- [GIVEN INSTRUCTION 1]: Which types of paper cup does the coffee cup article below compare by carbon footprint? List all of them.
- [GIVEN INSTRUCTION 2]: Could you continue the coffee cup article below, picking up right after its last paragraph?

--- begin READING PASSAGE ---

The climate impact of a coffee cup
A life-cycle analysis (LCA) of paper cups, as compared to ceramic, plastic and steel cups, was commissioned by Huhtamaki and the Finnish paperboard producer Stora Enso over the course of 2018-2019.
The LCA is used to assess the possible environmental impact of a product across its entire life, from cradle to grave - looking at the production process, the materials used and the method of reuse, recycling or disposal.
The study was carried out by VTT Technical Research Centre of Finland and focuses on two key coffee-consumption scenarios: a cafe scenario, comparing paper cups with traditional ceramic cups, and an on-the-go scenario, where takeaway paper cups were compared with reusable plastic and steel cups.
According to the study, a ceramic cup in a cafe needs to be reused around 350 times before it can boast a smaller carbon footprint than a single-use paper cup. This is largely affected by how efficiently the ceramic cup is washed, with the climate impact of the cup increasing if the cup is washed less efficiently - for instance using a lot of water and energy or needing to wash it multiple times. Over 90 per cent of the life cycle emissions of a reusable cup come from the washing process as opposed to the extraction of raw materials or manufacturing.
A similar picture appears when comparing paper cups with reusable steel cups, which would need to be reused a minimum 130 times for its life-cycle impacts to ‘break even’ with the impacts of paper cups. Reusable plastic cups would apparently need to be used 20-36 times to compare with paper.
In addition, the LCA compared the carbon footprint of three different types of paper cup: one with a standard polyethylene (PE) coating, one with a plant-based PE coating and one certified compostable cup. The raw materials, cup production process, transport and end-of-life destination was compared for the three types, with results suggesting that the cup with the plant-based PE coating performed the best, producing 10.2 grams of CO2 equivalent per cup, compared to around 10.4 grams for the standard PE and just over 13 grams for the compostable cup.
The study states: ‘Compostable cups are a good option when the cups actually get composted. If it is not possible to ensure composting, PE coated cups have a lower carbon footprint.’
Interestingly, the study claims that looking at the carbon footprint of a takeaway coffee, the paper cup with lid contributes only nine per cent of the total climate impact, while 14 per cent of the impact comes from the coffee production and a massive 73 per cent comes from milk production - so one possible way to reduce the environmental impact of your coffee is to start drinking it black or using a non-dairy milk.

--- end READING PASSAGE ---
--- begin MATERIAL ---

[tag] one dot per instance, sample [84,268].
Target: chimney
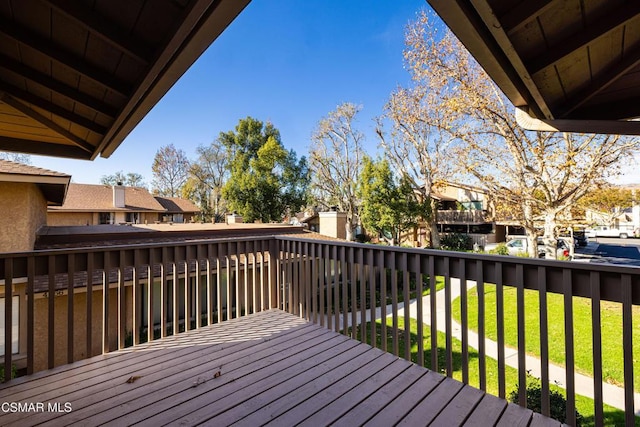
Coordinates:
[118,195]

--- end MATERIAL ---

- [ANSWER 1]:
- A cup with a standard polyethylene (PE) coating
- A cup with a plant-based PE coating
- A certified compostable cup

- [ANSWER 2]:
Image: DS Smith
Recycling is key
Extending the life of any type of cup is crucial to reducing its carbon footprint, and with single-use paper cups, this means keeping them out of landfill or incineration and sending them for recycling. According to the study, recycling a traditional paper cup reduces its carbon footprint by 54 per cent - and the fibre in the cup can be recycled up to seven times. The study also suggests that if a paper cup is recycled it will always have a lower carbon footprint than a ceramic cup used in a cafe.
However, recycling is still sometimes easier said than done, with access to coffee cup recycling points often limited in areas like shopping centres where takeaway cups are used. The good news is that the amount of coffee cup recycling facilities in the UK is growing, with waste management company Veolia predicting it will recycle 120 million cups in 2019 and DS Smith claiming it has the capacity to recycle all the UK’s waste coffee cups at one paper mill in Kent.
The problem of getting paper cups to those recycling facilities is also being tackled. According to the Paper Cup Recycling and Recovery Group (PCRRG), there are now more than 4,500 paper cup recycling points available in the UK, such as bring banks and in-store collection points. In Leeds, environmental behaviour change charity Hubbub has been exploring ways to improve on-the-go recycling for food and drink packaging with its ‘Leeds By Example’ project. In the first six months after its launch in October 2018, 600,000 coffee cups were collected for recycling in and around Leeds city centre through dedicated drop-off points and recycling reward machines that offered vouchers in return for used paper cups.
The success of Leeds By Example, which also focused on plastic bottles, drinks cans and other common on-the-go items, means similar projects will now be rolled out in Swansea and Edinburgh. In addition, Hubbub has launched ‘The Cup Fund’ in partnership with Starbucks, which will offer funding of between £50,000 and £100,000 to projects aiming to improve paper cup collection and recycling.
New partnership to help businesses recycle cups
Recycling company First Mile announced yesterday (1 July) that it was partnering with Huhtamaki to improve coffee cup recycling by businesses.
First Mile will be collecting paper cups from coffee chains, restaurants and other businesses in London and Birmingham that use Huhtamaki’s disposable cups. The recycling company has also recently launched a new compostable packaging service, meaning that compostable cups produced by Huhtamaki will be converted into fertiliser - provided they make it into the recycling system.
First Mile founder and CEO, Bruce Bratley, commented: “With a growing awareness of recycling and sustainability, the PCRRG reports that paper cup recycling rates have increased from an estimated 1 in every 400 to 1 in every 25 in just two years and we’re keen to increase this further through the work we do. This partnership is a great collaboration, pairing Huhtamaki’s objective of driving long-term sustainability, with First Mile’s innovative approach to making recycling easy for businesses.”